* **Aim of the exercise**: Tally how many lines in the material below contain the word "post", and reply with that number alone.

* **Input for this task**:

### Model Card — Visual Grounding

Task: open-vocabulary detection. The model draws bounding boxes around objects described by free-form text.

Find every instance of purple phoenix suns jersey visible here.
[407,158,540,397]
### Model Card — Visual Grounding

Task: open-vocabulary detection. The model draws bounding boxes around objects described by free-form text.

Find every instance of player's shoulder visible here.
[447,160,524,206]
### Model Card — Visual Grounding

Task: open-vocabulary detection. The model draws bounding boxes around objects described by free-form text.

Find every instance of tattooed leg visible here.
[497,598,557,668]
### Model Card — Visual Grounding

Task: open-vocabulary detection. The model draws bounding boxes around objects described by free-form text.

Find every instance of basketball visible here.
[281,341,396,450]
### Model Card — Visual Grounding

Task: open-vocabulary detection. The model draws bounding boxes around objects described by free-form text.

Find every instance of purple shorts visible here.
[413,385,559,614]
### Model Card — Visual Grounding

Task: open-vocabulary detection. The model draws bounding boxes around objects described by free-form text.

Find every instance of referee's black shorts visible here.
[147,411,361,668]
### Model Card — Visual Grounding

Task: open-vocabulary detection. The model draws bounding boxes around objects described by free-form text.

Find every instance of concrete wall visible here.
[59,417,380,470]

==

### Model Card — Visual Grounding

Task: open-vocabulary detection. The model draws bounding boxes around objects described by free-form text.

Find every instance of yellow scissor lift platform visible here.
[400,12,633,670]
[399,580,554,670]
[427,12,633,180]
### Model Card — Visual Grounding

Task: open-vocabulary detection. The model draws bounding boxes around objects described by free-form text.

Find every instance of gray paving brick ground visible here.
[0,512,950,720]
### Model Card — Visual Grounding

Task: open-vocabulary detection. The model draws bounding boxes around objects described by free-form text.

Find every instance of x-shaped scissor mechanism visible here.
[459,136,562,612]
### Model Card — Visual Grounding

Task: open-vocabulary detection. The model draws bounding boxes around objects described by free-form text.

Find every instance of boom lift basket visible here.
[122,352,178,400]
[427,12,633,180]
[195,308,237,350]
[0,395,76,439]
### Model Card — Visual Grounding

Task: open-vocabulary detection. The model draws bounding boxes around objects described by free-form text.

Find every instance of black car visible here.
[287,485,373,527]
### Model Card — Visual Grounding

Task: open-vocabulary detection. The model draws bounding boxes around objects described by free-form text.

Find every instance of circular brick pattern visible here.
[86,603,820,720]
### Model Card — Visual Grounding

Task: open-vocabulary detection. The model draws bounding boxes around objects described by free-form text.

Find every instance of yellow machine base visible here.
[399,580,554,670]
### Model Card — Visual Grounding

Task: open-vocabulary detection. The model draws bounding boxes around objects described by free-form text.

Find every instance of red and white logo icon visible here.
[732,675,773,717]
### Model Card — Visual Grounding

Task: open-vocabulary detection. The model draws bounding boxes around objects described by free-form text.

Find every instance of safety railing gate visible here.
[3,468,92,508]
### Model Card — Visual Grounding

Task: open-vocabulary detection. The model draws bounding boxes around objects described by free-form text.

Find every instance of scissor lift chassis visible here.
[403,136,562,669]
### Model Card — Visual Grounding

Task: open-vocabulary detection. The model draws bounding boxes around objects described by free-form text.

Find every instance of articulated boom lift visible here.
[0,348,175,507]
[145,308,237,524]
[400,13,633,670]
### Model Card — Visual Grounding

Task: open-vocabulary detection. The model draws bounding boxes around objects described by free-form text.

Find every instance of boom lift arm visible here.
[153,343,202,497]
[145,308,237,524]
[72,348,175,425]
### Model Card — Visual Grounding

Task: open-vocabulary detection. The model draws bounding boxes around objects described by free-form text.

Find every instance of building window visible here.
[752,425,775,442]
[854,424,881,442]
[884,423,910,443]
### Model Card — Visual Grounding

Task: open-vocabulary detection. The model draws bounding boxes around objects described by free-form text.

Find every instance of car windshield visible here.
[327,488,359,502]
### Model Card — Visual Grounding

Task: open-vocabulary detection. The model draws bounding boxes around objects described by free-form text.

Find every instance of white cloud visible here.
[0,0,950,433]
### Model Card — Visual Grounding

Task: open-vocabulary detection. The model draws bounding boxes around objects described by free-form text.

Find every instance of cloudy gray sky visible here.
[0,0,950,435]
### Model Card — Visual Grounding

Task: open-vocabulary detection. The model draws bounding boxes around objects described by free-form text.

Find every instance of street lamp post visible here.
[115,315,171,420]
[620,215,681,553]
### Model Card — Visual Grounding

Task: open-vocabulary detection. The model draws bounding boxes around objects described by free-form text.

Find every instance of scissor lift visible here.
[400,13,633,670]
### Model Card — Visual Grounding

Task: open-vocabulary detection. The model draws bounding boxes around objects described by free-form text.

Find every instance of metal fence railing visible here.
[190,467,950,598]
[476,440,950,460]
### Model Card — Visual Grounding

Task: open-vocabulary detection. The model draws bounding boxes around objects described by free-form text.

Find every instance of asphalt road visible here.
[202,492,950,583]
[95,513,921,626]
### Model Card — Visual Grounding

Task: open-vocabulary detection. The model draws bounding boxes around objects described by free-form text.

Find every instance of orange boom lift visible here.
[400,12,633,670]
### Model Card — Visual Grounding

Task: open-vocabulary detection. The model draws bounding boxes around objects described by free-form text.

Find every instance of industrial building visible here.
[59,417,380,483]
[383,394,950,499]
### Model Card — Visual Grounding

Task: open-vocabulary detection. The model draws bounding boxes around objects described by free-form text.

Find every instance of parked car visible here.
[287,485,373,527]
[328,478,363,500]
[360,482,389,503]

---

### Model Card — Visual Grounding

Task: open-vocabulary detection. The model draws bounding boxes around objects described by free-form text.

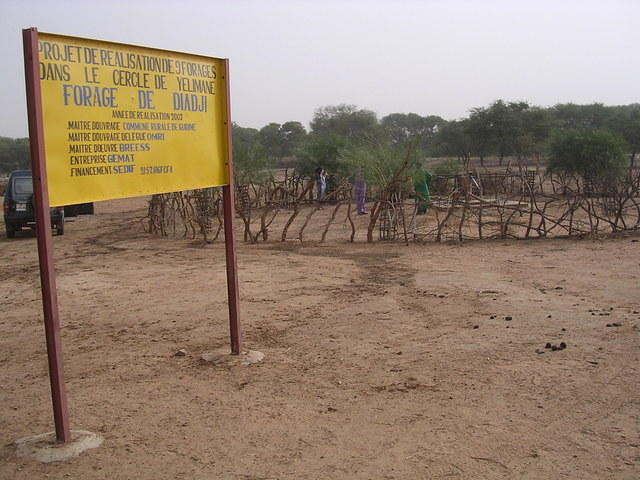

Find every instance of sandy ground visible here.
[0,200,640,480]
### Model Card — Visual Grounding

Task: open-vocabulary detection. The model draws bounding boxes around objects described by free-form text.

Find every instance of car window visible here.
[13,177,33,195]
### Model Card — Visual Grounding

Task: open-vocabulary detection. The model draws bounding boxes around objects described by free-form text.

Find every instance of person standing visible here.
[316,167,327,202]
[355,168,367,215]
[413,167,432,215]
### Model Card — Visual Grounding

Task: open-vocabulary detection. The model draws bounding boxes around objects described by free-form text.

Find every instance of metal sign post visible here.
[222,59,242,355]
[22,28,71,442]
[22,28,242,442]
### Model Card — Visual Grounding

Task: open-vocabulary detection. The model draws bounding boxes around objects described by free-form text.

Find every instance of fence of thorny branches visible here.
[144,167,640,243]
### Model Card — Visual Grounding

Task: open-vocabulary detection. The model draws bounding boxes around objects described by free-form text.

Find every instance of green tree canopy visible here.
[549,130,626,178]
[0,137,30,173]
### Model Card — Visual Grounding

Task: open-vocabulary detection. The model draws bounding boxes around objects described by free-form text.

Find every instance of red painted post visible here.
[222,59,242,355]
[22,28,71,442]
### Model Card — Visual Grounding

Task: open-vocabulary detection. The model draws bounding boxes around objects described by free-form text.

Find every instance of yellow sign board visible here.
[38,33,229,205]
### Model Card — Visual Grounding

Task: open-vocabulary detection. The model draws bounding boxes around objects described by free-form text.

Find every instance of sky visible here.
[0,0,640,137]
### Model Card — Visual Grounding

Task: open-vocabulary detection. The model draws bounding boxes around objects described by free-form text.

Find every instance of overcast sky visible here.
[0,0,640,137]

* **The output**: 3